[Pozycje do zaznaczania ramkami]
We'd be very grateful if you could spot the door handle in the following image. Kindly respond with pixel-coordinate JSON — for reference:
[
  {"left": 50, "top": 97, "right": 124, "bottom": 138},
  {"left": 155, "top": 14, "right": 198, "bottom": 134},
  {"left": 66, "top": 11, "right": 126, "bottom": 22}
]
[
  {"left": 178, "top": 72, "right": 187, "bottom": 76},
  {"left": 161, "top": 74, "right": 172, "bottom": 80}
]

Instrukcje do wykonania
Przepisz w całości wszystkie powyższe pozycje, ale w odpowiedziach przesuń każdą współrzędną o -25. Pozostałego tekstu pozycji nie zmieniaj.

Rozwiązanie zadania
We'd be very grateful if you could spot the door handle in the following image. Kindly respond with pixel-coordinate JSON — for reference:
[
  {"left": 50, "top": 97, "right": 124, "bottom": 138},
  {"left": 155, "top": 14, "right": 198, "bottom": 134},
  {"left": 66, "top": 11, "right": 126, "bottom": 22}
]
[
  {"left": 153, "top": 47, "right": 162, "bottom": 51},
  {"left": 136, "top": 49, "right": 147, "bottom": 55}
]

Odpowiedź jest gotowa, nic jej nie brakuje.